Count the lines in the records below that contain the string "window", treating uppercase and lowercase as different, and give only that number.
+++
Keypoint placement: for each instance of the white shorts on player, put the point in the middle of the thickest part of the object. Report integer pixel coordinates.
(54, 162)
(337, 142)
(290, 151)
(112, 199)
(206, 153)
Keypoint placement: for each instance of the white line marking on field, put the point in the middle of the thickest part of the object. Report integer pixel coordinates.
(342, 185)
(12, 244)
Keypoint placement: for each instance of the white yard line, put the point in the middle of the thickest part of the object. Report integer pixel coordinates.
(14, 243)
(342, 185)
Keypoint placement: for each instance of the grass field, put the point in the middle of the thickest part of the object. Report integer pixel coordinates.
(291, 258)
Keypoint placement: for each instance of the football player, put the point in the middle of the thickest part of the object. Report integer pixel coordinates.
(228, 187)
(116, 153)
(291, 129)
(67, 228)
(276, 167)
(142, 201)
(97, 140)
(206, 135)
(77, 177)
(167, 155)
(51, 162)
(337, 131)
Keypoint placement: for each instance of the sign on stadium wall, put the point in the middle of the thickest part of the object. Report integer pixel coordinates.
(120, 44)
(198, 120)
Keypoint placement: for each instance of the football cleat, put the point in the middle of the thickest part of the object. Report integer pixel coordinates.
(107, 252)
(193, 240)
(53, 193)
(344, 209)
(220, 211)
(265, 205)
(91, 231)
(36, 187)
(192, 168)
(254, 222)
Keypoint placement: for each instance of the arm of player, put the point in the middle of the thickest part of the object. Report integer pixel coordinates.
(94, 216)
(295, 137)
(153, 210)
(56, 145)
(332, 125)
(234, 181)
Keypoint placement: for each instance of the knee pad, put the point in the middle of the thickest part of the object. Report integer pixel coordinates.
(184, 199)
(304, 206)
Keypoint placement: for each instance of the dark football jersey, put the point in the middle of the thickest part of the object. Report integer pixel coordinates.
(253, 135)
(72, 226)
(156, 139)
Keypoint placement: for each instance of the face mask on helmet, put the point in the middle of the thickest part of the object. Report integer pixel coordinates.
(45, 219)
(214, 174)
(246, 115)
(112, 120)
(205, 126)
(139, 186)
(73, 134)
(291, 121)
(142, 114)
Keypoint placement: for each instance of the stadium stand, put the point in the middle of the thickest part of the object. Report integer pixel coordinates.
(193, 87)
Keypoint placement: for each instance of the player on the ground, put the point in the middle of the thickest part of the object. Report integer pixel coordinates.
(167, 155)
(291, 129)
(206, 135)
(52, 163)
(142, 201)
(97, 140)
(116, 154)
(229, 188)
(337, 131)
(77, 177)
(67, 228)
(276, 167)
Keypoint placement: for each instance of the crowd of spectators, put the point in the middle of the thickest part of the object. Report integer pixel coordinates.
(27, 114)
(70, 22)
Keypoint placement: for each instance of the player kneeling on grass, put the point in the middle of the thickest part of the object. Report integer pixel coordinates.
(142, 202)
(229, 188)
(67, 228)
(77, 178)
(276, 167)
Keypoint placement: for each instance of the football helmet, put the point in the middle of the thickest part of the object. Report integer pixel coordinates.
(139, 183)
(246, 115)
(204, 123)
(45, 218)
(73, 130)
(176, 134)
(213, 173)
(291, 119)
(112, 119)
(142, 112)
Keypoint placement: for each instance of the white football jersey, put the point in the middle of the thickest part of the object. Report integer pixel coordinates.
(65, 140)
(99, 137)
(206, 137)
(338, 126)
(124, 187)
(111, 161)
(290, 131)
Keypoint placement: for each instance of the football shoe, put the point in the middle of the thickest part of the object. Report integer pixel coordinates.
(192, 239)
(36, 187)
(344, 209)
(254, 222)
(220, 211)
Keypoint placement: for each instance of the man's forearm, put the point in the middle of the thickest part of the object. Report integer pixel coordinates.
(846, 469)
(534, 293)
+++
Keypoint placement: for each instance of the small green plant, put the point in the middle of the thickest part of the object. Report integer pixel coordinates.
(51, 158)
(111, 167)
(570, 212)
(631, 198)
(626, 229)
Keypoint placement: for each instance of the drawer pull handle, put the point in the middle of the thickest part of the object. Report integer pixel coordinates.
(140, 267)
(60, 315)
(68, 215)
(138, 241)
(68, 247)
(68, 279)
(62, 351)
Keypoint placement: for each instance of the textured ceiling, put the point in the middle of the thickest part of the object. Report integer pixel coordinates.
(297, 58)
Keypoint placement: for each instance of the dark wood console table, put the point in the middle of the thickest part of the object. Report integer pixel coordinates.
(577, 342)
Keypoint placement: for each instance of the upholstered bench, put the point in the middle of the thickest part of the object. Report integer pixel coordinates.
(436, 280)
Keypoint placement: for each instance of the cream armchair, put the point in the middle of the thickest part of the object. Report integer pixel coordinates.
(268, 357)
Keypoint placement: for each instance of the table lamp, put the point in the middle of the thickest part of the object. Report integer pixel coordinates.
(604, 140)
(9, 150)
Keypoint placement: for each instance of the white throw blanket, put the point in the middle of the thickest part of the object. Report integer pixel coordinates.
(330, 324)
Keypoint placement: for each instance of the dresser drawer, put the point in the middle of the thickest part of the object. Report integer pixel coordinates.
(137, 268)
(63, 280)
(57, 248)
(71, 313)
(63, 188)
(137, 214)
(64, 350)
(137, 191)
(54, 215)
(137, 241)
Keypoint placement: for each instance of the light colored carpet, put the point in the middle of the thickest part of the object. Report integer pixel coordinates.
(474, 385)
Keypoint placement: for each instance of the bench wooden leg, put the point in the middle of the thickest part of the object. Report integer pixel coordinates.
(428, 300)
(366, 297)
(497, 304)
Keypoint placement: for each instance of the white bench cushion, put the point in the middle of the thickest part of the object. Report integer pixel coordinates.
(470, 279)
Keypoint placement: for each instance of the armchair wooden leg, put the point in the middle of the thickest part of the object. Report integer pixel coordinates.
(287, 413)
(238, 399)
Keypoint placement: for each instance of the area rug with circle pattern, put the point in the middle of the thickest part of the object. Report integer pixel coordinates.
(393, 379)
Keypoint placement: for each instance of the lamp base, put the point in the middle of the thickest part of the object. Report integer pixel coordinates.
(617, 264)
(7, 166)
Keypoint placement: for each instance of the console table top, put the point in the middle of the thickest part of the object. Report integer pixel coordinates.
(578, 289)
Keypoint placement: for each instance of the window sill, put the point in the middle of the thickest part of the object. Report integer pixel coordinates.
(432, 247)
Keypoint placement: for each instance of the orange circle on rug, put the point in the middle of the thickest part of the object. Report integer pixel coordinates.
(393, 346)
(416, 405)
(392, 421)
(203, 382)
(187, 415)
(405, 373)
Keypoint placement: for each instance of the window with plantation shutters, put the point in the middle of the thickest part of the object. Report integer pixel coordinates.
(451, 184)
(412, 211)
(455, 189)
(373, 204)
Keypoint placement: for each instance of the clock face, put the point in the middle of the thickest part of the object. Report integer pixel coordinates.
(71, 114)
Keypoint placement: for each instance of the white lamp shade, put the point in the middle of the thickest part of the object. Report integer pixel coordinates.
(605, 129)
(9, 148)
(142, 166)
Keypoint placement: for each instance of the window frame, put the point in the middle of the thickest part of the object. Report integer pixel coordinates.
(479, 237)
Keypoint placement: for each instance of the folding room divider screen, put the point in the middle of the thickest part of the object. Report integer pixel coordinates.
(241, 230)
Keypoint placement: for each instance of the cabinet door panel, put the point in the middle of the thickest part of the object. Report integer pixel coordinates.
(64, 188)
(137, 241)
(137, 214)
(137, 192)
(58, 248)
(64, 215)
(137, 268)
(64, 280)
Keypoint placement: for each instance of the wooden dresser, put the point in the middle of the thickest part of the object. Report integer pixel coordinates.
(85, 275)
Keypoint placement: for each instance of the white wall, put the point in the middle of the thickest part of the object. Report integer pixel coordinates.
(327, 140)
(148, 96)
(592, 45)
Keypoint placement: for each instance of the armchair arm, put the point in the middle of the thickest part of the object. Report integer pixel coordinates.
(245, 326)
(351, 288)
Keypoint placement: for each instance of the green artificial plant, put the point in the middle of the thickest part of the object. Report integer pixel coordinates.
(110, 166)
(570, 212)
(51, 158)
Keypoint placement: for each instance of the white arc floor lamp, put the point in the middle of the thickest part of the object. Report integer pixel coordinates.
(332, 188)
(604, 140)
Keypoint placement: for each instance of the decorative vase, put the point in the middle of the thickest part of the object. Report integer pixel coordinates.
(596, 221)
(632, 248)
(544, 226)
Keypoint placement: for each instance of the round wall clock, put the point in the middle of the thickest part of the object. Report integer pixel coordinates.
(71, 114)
+++
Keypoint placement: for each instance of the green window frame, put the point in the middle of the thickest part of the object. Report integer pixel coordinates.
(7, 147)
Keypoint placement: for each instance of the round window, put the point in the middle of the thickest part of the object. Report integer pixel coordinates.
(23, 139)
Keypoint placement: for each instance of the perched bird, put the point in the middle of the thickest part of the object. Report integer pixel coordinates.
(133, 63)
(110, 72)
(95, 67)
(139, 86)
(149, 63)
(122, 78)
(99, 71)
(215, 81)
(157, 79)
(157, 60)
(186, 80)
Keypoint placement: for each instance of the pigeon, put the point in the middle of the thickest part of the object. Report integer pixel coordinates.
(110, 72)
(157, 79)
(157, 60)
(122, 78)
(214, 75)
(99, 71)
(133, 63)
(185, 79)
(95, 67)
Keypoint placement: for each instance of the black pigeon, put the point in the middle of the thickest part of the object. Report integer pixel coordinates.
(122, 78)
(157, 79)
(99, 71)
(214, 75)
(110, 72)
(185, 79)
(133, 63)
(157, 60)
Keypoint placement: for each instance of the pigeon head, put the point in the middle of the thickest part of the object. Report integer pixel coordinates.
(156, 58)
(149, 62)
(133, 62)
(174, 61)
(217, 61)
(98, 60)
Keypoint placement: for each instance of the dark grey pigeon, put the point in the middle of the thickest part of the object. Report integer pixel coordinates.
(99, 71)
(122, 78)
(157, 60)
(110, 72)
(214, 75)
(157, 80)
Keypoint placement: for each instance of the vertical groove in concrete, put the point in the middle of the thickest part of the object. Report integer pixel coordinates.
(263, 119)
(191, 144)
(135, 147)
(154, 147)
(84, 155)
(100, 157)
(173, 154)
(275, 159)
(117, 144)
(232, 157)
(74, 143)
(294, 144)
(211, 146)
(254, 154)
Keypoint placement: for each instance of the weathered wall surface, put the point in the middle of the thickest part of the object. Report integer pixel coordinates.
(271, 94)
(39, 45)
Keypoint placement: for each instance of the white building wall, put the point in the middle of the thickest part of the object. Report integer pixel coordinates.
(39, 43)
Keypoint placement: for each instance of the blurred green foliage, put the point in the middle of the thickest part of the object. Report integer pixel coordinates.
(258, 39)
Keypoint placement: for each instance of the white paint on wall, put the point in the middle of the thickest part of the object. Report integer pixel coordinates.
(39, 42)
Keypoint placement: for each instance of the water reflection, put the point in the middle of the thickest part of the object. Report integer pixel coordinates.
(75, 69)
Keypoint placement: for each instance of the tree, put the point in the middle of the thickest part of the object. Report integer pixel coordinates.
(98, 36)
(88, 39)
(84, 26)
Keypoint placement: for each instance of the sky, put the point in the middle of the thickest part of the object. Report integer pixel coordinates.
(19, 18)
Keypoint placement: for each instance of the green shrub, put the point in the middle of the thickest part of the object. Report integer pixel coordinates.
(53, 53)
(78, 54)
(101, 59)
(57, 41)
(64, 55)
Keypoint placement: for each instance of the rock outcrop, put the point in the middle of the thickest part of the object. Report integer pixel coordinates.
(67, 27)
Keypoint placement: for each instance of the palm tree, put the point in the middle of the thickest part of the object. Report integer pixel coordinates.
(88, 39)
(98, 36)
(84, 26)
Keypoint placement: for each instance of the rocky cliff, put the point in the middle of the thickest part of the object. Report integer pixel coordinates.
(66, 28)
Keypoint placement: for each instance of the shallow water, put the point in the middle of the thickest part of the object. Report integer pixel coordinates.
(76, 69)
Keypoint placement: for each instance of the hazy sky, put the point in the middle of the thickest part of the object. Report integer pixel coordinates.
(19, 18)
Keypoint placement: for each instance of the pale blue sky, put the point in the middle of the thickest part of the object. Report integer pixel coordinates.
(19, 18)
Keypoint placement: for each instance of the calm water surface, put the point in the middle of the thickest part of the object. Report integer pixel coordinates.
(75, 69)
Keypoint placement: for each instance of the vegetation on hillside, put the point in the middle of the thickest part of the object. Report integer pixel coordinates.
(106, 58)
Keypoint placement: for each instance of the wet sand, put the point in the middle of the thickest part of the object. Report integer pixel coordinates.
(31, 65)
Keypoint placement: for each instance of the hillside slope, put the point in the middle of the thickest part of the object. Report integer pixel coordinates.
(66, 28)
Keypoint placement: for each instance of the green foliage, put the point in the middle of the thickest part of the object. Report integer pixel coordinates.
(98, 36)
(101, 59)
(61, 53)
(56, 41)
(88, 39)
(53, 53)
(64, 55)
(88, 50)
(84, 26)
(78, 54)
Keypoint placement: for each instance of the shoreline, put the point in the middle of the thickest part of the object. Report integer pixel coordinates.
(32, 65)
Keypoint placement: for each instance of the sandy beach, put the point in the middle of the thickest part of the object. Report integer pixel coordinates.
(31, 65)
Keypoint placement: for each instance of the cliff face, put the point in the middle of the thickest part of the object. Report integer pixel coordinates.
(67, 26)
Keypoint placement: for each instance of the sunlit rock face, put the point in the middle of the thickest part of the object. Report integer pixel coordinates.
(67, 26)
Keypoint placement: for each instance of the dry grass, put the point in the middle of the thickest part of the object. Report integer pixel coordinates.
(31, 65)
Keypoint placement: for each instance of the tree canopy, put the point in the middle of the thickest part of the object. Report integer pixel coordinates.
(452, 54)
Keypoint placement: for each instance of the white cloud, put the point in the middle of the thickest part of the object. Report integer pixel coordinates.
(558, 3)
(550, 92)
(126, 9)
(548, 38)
+++
Written solution: 5